> _TO BE DONE_
Give the listing below as a Markdown table, from the line containing "If you could pick out the dark vehicle" through the end of the listing, both included. Use the columns Row and Line, numbering each line and leaving out blank lines.
[Start SUPPLIED ENTRIES]
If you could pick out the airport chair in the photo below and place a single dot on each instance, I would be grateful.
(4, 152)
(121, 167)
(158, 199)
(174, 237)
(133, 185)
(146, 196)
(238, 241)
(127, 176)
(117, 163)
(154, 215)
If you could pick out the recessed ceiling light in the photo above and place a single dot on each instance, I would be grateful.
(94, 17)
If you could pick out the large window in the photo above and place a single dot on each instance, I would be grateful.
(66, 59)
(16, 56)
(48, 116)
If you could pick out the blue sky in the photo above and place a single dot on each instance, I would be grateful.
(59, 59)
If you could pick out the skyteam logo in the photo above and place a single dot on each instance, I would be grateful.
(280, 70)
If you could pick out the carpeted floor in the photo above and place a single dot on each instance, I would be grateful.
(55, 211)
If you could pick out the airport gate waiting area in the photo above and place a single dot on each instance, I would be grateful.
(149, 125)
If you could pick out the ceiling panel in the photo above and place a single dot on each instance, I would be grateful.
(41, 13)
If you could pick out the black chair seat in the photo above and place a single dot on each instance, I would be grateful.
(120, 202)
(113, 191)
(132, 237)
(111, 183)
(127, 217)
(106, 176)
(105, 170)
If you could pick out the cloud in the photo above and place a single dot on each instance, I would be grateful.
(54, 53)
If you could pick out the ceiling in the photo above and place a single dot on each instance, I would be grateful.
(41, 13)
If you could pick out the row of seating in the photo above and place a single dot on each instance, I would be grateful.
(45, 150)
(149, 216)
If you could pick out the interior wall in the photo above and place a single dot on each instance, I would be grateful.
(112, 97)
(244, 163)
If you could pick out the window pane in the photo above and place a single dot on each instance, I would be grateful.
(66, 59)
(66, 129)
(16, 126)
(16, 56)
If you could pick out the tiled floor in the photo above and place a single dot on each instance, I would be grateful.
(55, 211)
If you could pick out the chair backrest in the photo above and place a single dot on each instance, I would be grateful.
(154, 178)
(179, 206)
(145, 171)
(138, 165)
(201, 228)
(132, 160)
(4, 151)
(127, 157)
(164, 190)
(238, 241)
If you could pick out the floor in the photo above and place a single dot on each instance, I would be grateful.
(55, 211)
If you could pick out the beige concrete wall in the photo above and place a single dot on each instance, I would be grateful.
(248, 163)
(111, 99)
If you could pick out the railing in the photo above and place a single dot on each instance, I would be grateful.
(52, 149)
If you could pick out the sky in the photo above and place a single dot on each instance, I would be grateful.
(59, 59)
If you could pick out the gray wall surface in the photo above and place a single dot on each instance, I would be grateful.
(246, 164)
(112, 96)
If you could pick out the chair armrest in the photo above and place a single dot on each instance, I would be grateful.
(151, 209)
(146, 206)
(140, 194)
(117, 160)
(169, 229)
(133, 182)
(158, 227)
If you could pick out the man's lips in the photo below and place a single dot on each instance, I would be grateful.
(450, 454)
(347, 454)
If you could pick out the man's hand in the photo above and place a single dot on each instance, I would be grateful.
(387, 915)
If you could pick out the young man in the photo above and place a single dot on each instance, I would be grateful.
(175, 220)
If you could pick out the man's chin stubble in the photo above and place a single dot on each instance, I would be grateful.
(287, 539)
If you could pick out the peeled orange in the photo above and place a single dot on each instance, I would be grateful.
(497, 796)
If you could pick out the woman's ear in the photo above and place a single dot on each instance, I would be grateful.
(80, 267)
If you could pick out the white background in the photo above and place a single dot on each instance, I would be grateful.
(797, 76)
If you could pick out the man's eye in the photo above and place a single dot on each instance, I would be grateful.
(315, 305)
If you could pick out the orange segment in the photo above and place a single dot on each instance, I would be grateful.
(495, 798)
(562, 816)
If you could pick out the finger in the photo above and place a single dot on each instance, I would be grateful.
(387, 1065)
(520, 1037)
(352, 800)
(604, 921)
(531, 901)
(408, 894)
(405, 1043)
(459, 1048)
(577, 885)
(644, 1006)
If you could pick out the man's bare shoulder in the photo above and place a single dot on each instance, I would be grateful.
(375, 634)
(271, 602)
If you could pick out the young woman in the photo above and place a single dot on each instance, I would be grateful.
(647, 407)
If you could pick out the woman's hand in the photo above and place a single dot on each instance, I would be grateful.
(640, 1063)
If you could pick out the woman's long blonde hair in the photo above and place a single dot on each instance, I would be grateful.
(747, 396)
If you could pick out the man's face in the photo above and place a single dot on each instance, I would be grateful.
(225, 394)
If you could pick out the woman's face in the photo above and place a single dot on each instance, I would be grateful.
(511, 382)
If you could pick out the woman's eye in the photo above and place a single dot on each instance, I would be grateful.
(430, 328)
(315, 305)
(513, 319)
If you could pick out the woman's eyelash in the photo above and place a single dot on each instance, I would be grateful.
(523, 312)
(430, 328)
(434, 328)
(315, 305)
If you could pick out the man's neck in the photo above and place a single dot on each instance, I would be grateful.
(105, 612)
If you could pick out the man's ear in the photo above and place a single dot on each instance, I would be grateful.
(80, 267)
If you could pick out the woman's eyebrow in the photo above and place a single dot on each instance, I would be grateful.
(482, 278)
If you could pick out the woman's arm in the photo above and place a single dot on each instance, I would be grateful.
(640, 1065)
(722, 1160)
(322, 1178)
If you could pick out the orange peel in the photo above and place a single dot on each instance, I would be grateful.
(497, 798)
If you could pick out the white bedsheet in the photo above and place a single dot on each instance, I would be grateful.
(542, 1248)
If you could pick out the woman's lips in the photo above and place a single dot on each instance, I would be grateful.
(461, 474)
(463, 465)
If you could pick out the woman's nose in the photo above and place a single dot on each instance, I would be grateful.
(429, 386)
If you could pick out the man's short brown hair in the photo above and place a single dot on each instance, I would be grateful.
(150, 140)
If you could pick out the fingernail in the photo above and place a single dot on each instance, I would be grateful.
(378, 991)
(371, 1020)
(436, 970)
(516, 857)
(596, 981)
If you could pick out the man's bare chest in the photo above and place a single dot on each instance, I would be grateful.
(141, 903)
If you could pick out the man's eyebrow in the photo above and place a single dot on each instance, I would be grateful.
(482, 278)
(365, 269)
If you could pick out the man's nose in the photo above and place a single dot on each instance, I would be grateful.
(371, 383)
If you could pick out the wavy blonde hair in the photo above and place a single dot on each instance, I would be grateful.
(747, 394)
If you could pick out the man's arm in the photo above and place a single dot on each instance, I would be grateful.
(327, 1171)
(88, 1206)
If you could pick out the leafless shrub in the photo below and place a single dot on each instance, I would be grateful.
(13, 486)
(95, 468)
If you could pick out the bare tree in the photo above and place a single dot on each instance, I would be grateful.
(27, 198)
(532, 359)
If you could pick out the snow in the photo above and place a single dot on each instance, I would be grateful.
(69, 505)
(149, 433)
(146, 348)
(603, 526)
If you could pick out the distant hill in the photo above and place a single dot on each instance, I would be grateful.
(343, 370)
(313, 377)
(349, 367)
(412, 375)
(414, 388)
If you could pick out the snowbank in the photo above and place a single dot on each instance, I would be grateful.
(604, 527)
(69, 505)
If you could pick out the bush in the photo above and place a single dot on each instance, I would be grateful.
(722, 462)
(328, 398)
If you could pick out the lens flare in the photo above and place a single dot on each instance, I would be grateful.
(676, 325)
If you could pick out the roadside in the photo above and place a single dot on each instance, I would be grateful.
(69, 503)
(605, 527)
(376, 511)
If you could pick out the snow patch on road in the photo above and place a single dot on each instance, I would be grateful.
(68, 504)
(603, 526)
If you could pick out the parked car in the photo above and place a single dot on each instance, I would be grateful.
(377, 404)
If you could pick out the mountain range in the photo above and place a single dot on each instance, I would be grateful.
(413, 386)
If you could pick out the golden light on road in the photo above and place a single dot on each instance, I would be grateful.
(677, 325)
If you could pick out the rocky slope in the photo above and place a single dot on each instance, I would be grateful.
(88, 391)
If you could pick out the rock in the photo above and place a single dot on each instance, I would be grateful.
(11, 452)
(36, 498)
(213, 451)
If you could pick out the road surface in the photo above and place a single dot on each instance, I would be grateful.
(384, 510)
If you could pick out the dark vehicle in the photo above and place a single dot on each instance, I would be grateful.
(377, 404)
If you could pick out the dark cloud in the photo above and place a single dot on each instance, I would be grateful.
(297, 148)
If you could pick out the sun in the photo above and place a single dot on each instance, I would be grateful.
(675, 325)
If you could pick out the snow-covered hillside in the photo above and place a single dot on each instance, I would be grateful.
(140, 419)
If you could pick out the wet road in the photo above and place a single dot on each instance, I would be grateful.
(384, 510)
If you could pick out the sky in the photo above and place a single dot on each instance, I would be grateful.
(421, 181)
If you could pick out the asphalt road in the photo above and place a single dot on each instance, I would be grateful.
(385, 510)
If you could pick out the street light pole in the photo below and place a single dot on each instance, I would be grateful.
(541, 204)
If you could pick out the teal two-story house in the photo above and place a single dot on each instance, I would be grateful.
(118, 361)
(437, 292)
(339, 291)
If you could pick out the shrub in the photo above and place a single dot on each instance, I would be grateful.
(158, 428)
[End SUPPLIED ENTRIES]
> _THE REPLY_
| Row | Line |
|---|---|
| 1 | If you could pick out the dark vehicle in the photo above and place a single dot on each instance, I would be grateful. |
| 2 | (377, 404) |
| 3 | If you could pick out the dark cloud in the photo above and place a single dot on each instance, I would be grateful. |
| 4 | (297, 148) |
| 5 | If you could pick out the sun in the photo above and place a single dot on each instance, I would be grateful. |
| 6 | (675, 325) |
| 7 | If you could pick out the snow-covered hillside in the photo above and place a single dot on each instance, I would be grateful. |
| 8 | (140, 419) |
| 9 | If you could pick out the wet road in the photo above and place a single dot on each instance, I would be grateful. |
| 10 | (384, 510) |
| 11 | If you could pick out the sky in the photo above and place a single dot on each instance, I would be grateful. |
| 12 | (421, 181) |
| 13 | If you could pick out the asphalt road in the photo above and place a single dot on each instance, I would be grateful. |
| 14 | (385, 510) |
| 15 | If you could pick out the street light pole in the photo below and place a single dot on each instance, I would be grateful. |
| 16 | (541, 204) |
| 17 | If you could pick out the teal two-story house in the photo above and place a single dot on each instance, I would be grateful. |
| 18 | (118, 361) |
| 19 | (437, 292) |
| 20 | (339, 291) |
| 21 | If you could pick out the shrub in the photo above and place a single dot on each instance, I would be grateful. |
| 22 | (158, 428) |